• AIM OF THE EXERCISE:
With nothing added or dropped, output every record below exactly.

Dataset entries:
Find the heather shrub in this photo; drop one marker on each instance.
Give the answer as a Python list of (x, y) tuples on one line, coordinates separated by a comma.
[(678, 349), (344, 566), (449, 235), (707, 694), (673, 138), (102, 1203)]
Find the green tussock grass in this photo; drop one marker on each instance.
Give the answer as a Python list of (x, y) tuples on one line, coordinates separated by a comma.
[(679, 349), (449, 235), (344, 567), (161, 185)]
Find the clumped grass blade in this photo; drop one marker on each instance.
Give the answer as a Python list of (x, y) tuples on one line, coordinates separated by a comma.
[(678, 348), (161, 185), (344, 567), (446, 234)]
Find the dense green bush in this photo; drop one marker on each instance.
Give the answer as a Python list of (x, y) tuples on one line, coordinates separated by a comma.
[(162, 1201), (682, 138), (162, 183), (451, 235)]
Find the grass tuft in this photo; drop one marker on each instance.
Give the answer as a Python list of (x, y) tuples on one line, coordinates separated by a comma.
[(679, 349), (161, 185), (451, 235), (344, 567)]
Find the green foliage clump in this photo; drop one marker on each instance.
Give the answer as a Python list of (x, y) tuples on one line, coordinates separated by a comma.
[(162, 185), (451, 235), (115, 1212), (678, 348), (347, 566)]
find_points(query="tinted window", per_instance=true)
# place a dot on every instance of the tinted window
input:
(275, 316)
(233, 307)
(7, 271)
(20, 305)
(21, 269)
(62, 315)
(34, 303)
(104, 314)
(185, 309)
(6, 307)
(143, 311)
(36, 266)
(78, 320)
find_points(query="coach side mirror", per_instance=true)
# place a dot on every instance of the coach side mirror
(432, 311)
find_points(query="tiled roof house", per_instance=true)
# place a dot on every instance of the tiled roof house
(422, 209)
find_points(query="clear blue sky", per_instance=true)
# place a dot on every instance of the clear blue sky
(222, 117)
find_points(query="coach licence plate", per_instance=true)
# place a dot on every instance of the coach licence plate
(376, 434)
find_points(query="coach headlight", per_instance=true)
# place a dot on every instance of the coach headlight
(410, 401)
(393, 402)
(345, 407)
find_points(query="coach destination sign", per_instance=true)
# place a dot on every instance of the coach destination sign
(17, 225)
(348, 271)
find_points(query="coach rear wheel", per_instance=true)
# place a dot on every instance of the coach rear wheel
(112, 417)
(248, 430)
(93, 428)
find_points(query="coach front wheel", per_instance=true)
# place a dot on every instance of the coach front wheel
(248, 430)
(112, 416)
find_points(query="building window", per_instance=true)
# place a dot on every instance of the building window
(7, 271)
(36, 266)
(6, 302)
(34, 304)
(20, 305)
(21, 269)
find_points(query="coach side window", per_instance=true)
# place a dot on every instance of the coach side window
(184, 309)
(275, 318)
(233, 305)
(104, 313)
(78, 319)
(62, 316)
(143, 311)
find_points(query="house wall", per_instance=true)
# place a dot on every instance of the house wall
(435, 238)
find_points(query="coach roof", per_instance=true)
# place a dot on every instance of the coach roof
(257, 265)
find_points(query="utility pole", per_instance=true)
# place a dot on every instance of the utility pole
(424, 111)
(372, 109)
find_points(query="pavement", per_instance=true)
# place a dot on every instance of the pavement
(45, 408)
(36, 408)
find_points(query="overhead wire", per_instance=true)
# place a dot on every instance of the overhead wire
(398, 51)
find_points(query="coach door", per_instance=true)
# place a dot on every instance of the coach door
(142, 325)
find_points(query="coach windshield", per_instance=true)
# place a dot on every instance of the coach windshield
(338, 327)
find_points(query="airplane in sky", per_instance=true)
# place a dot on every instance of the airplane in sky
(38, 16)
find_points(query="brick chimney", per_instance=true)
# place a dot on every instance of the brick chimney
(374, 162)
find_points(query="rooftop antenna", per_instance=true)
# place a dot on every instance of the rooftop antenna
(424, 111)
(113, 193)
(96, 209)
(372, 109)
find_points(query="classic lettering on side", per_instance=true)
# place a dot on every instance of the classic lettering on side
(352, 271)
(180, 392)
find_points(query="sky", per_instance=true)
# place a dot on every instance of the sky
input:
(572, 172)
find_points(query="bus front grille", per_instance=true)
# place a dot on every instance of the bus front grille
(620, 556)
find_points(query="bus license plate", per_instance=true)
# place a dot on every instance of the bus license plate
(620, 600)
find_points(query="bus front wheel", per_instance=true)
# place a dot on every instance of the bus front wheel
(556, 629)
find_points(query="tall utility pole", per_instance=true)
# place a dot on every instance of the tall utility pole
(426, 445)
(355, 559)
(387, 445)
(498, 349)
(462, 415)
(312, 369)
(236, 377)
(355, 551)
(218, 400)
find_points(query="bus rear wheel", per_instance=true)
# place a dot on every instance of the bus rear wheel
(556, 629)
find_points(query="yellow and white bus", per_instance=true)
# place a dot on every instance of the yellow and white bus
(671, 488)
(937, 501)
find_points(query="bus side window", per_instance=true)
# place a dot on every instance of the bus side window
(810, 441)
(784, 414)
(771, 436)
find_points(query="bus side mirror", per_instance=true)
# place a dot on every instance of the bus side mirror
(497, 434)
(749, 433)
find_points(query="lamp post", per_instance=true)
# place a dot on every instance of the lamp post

• REPLY:
Find the heather shrub in this photo; drop one marker on each instance.
Give the answer as a Python list of (x, y) tuples on one line, coordinates separated by a comma.
[(678, 349), (344, 566), (449, 235), (707, 694), (673, 138), (102, 1203)]
Find the green tussock grass in this photo; drop one marker on each instance.
Give the answer as a Python list of (x, y) tuples on one line, coordinates separated by a comma.
[(679, 349), (449, 235), (344, 567), (161, 185)]
Find the clumped grass blade in this photo; drop one marker on each instance.
Give the answer as a Python list of (x, y) tuples on one line, coordinates separated by a comma.
[(678, 348), (161, 185), (344, 567), (446, 234)]
Find the dense green bush in this photo; drop one marker on each instance.
Give the answer as a Python list of (x, y) tuples on one line, coordinates separated by a comma.
[(162, 1201), (682, 138), (162, 183), (451, 235)]
Find the grass tuft in this photo; drop one marker on each instance.
Give the answer as a Python list of (x, y) tuples on one line, coordinates separated by a comma.
[(679, 349), (161, 185), (451, 235), (344, 567)]
Find the green foliage clump in this photo; drop one marker on each instance.
Give the answer as a Python list of (x, y) tuples on one line, coordinates separated by a comma.
[(162, 185), (451, 235), (115, 1212), (678, 348), (347, 566)]
find_points(query="tinted window", per_instance=true)
# place a dot on every instance of the tinted window
input:
(275, 316)
(233, 307)
(7, 271)
(20, 305)
(21, 269)
(62, 315)
(34, 303)
(104, 314)
(185, 309)
(6, 307)
(143, 311)
(36, 266)
(78, 320)
find_points(query="coach side mirror", per_instance=true)
# place a dot on every instance of the coach side mirror
(432, 311)
find_points(query="tiled roof house", per_instance=true)
# place a dot on every instance of the tiled roof house
(422, 209)
find_points(query="clear blue sky", per_instance=true)
# place a dot on every instance of the clear blue sky
(222, 117)
find_points(query="coach licence plate", per_instance=true)
# place a dot on every instance of the coach licence plate
(376, 434)
find_points(query="coach headlight", per_instance=true)
# place a dot on every instance of the coach headlight
(410, 401)
(393, 402)
(345, 407)
find_points(query="coach destination sign", per_instance=true)
# place a dot on every instance of the coach destination sign
(17, 225)
(348, 271)
find_points(query="coach rear wheel", per_instance=true)
# place a dot on every instance of the coach rear wheel
(112, 417)
(248, 430)
(93, 428)
find_points(query="coach front wheel", per_instance=true)
# place a dot on every instance of the coach front wheel
(248, 430)
(112, 416)
find_points(query="building window", per_instance=true)
# place a dot on every instance of the building window
(7, 271)
(36, 266)
(6, 302)
(34, 304)
(20, 305)
(21, 269)
find_points(query="coach side window", per_instance=true)
# place a dot on every instance of the coach side window
(184, 309)
(275, 318)
(233, 305)
(104, 313)
(78, 319)
(62, 316)
(143, 311)
find_points(query="house wall", per_instance=true)
# place a dot on every instance of the house wall
(435, 238)
find_points(query="coach roof", per_instance=true)
# place a dot on every instance of the coach roof
(257, 265)
find_points(query="utility pole", per_instance=true)
# place a dot on every instance of the utility pole
(424, 111)
(372, 109)
find_points(query="pavement", per_instance=true)
# place a dot on every instance of the pavement
(45, 408)
(36, 408)
find_points(query="overhead wire", per_instance=true)
# place a dot on every instance of the overhead wire
(398, 51)
find_points(query="coach door", per_instance=true)
# place a dot on every instance of the coach door
(142, 325)
find_points(query="coach windshield", per_instance=true)
# place a dot on every instance of the coach windshield
(338, 327)
find_points(query="airplane in sky", per_instance=true)
# place a dot on every instance of the airplane in sky
(38, 16)
find_points(query="brick chimney", per_instance=true)
# place a dot on every instance of the brick chimney
(374, 162)
find_points(query="rooftop antenna", per_instance=true)
# place a dot on every instance of the rooftop antenna
(424, 111)
(113, 193)
(96, 209)
(372, 109)
find_points(query="classic lettering on side", per_instance=true)
# place a dot on every instance of the classic lettering on side
(352, 271)
(180, 392)
find_points(query="sky", per_instance=true)
# place a dot on every instance of the sky
input:
(572, 172)
find_points(query="bus front grille", per_instance=true)
# place a dot on every instance of the bus front grille
(620, 556)
find_points(query="bus license plate", per_instance=true)
# place a dot on every instance of the bus license plate
(620, 600)
find_points(query="bus front wheel", per_instance=true)
# place a dot on every instance of the bus front wheel
(556, 629)
find_points(query="tall utility pole", per_instance=true)
# place a dot on every instance of the tall utility pole
(426, 445)
(355, 559)
(387, 445)
(498, 349)
(462, 415)
(312, 369)
(236, 377)
(355, 551)
(218, 400)
find_points(query="bus rear wheel", per_instance=true)
# place a dot on every instance of the bus rear wheel
(556, 629)
find_points(query="yellow and white bus", per_instance=true)
# place a dot on every instance of the yellow and white bus
(671, 488)
(937, 501)
find_points(query="bus side window", per_instance=true)
# place a dot on every instance of the bus side window
(810, 441)
(784, 414)
(771, 436)
find_points(query="bus side mirror", per_instance=true)
# place a dot on every instance of the bus side mirror
(497, 434)
(749, 433)
find_points(query="lamp post", per_instance=true)
# place a dot on every instance of the lamp post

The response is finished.